→ TEXT PROVIDED:
Kidney stones are abnormal, hard, crystalline mineral materials which form inside the kidneys. Kidney stones are also known as renal calculi or nephrolithiasis. The condition of having stones in the urinary tract is referred to as urolithiasis, and if the stone is present in ureters it is known as ureterolithiasis.
The size of kidney stones can be as small as grains of sand, the size of a pea, a marble or even larger. The stones can be asymptomatic and may pass out of the body in urine without causing discomfort or it can cause excruciating, cramping pain in the groin, lower back or abdomen. Kidney stones can often cause of blood in the urine (haematuria).
There are several types of kidney stones and the type of stone formed depends on the causative factor. The four common types of stone are:
- Calcium stones: These are the most common type of stone and tend to occur more often in men than in women. They appear mostly between ages 20 – 30 and have a tendency to recur. Calcium precipitates with other substances such as oxalate (the most common substance), phosphate, or carbonate to form stones. Certain foods such as dark green vegetables, nuts, and chocolates contain high amount of oxalate. The risk of formation of calcium oxalate stones is increased in case of diseases of the small intestine.
- Cystine stones: These stones form in people who suffer from cystinuria. This disorder tends to runs in families –so if you have cystine stones, your children are also at risk of developing cystine stones. These stones can affect both men and women.
- Struvite stones: These stones occur mostly in women who have urinary tract infection. The stones tend to become very large which can block the kidney, ureter, or bladder.
- Uric acid stones: These are found more often in men than in women. People with gout or on chemotherapy are at higher risk of developing uric acid stones.

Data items
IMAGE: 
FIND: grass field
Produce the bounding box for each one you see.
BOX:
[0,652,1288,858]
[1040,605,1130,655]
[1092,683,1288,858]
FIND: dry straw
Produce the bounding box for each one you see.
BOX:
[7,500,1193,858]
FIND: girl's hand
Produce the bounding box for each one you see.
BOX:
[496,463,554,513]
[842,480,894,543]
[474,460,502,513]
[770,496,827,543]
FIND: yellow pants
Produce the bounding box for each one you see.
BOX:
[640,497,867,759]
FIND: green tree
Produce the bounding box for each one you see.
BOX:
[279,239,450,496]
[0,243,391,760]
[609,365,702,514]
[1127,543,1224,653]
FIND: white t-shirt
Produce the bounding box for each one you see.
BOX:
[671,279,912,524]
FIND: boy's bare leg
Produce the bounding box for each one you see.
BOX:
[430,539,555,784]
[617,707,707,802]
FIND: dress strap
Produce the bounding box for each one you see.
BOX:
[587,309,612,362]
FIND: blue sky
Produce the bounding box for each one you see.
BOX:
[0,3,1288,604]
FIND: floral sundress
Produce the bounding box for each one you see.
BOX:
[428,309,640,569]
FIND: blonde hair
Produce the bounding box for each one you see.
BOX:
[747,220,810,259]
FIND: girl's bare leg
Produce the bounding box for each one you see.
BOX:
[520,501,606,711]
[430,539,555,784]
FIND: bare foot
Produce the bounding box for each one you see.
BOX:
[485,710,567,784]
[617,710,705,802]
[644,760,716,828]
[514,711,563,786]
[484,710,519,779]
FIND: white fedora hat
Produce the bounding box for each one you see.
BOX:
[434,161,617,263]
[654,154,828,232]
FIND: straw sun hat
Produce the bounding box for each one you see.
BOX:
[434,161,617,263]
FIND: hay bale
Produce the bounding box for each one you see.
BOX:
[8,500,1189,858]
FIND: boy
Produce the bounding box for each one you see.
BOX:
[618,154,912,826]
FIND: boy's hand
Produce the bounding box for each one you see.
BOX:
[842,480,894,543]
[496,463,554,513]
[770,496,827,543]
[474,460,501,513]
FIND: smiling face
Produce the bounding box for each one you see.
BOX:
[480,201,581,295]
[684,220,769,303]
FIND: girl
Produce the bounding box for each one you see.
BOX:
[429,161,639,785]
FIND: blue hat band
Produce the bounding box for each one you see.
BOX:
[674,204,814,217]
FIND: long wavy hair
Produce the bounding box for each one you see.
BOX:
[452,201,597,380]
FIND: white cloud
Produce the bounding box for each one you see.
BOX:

→ TASK OBJECTIVE: According to the kidney stones text, what is the condition called when a stone is present in the ureters? Rely only on the kidney stones text.

→ REPLY: Ureterolithiasis.